### CHALLENGE
Reproduce all of the material below, requests included, shifting every coordinate in the answers by -43.

### MATERIALS PROVIDED

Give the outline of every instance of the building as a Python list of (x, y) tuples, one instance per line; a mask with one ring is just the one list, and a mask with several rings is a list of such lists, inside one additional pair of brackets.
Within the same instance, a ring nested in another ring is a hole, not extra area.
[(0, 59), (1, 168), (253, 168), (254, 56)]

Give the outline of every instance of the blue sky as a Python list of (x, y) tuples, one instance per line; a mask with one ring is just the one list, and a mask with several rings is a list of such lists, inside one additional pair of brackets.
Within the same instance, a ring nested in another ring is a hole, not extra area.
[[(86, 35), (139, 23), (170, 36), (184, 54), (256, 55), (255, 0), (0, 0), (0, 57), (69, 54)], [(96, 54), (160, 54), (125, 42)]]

### ANSWER TO THE EXERCISE
Give the outline of every instance of the building as a Python list of (x, y) tuples, one instance per line; a mask with one ring is just the one list, and a mask with several rings is a list of such lists, inside one additional pair of brackets.
Within the same instance, a ring nested in another ring is a hole, not extra area.
[(-43, 16), (-42, 125), (210, 125), (211, 13)]

Give the outline of every instance of the blue sky as a Python list of (x, y) tuples, one instance per line; a mask with one ring is just the one list, and a mask with several rings is a list of such lists, inside one additional pair of brackets.
Within the same instance, a ring nested in another ring is a hole, not extra area.
[[(43, -8), (96, -20), (127, -7), (141, 11), (213, 12), (212, -43), (-43, -43), (-43, 14), (26, 11)], [(53, 11), (117, 11), (82, -1)]]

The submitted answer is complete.